The theory of the True Self and the False Self
This brings us to the theory of the True Self and the False Self in the early stages of our lives. For example, if the caregiver (most often the mother) is not able to implement the infant’s omnipotence and repeatedly fails to recognise the infant’s gesture, she will substitute this lack of gesture with her own gesture, which is given sense by the compliance of the infant. “This compliance on the part of the infant is the earliest stage of the False Self and is a result of the caregiver’s inability to recognise her infant’s needs” (Winnicott, 1965, p. 145). However, the problem with the False Self is not that it exists. Namely, the False Self is in ‘’no doubt an aspect of the True Self’’ and is needed because it allows the individual to adapt to social norms and function in society (1956, p. 387, as cited in Balick, 2013). We have to give up part of our True Selves in order to become (and stay) a part of the society. This by itself, according to Winnicott, should not pose a problem for our True Self. The problem, however, arises when our False Self starts to dominate over our True Self (our authenticity and vitality). The problem arises when ‘’a False Self that is consistently present, either hiding or defending the True Self, or tentatively seeking out new worlds in which to express the True Self, limits the individual’s capacity to fully and significantly interact with her environment, to be more specific, to genuinely interact with real, environmental other’’ (Roberts, 2011, p. 29).

DATA EXCERPT:

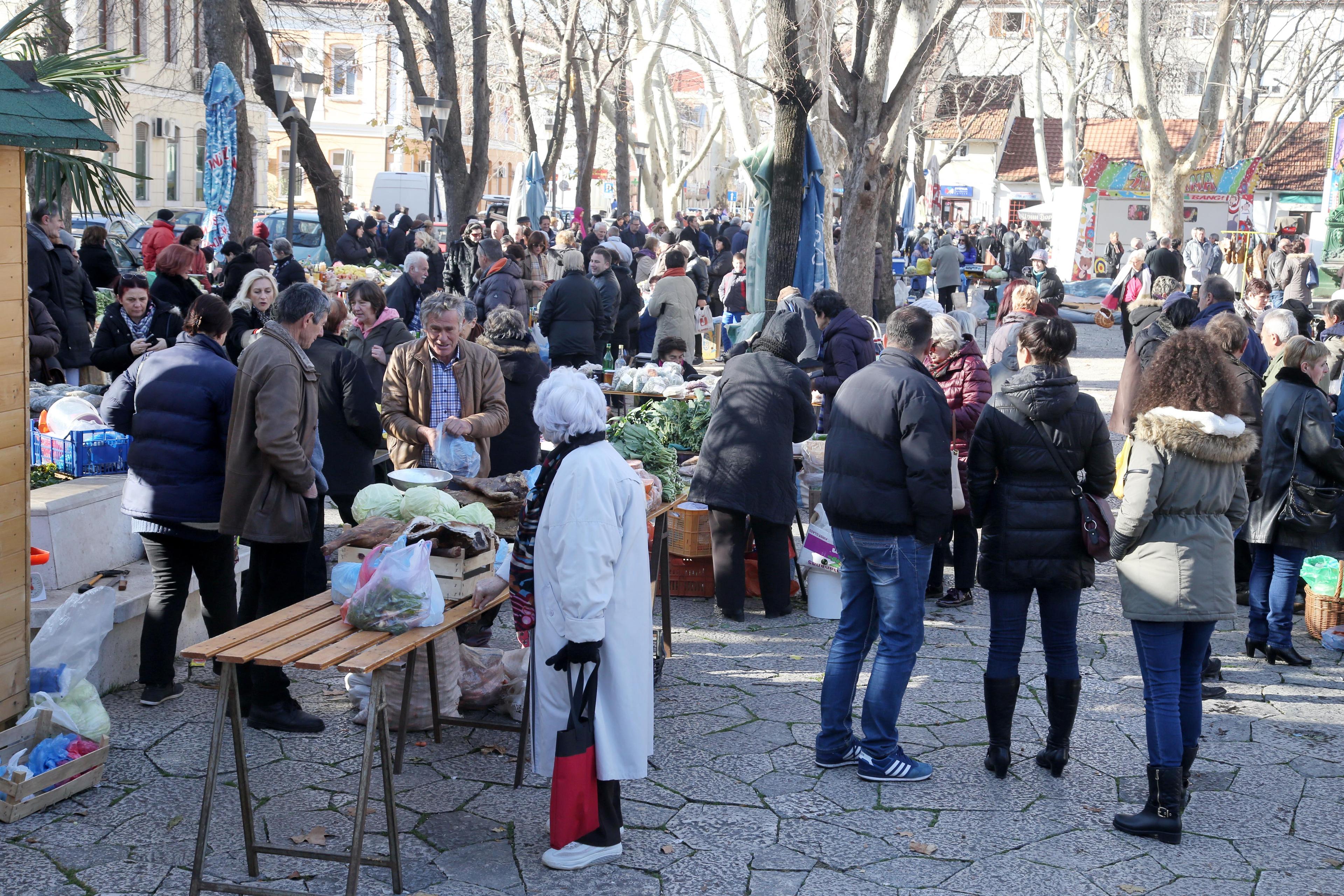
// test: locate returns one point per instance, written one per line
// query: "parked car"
(307, 241)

DIRECTIONS: Continue the passage on Winnicott's theory of the True Self and the False Self, starting after its final sentence.

EXERCISE OUTPUT:
Implication in everyday life
We may observe this kind of behavior in our everyday lives. There are many individuals who seem to be functioning and interacting with other people but are too careful (or fake) in their activity. It happens among friends, partners, co-workers, on social media, etc. For example, a man who has recently gone through a nasty break up doesn’t want to share all the details with his friends, because he isn’t sure how his friends will react or what they think about it, even if he is sad and devastated. He rather says nothing or changes the subject to something more understandable, more rational – ‘’safer’’. What is more, he interacts with his environment in order to achieve a certain goal. It looks as if he is using his False Self to not only be part of his circle of friends but also to achieve his own goals that are not primarily aimed at his authenticity and vitality, but rather at hiding from, for example, his True Self’s structural lack of the capacity to be alone.
Which brings us to the main question: how long can we function as False Selves? Do we have enough energy to be able to fake and pretend indefinitely? The formation of various symptoms like increased anxiety, changing moods, irritability, feelings of being “trapped“, low self-esteem, etc. and self-destructive behavior, like alcohol abuse, sex addiction, drug abuse, self-harm, etc. is the answer to that questions. Picture yourself as a pot full of water. Each time you fake and go against your True Self the water gets hotter. You are right to think that there comes a point in your life when the water reaches boiling point and eventually explodes.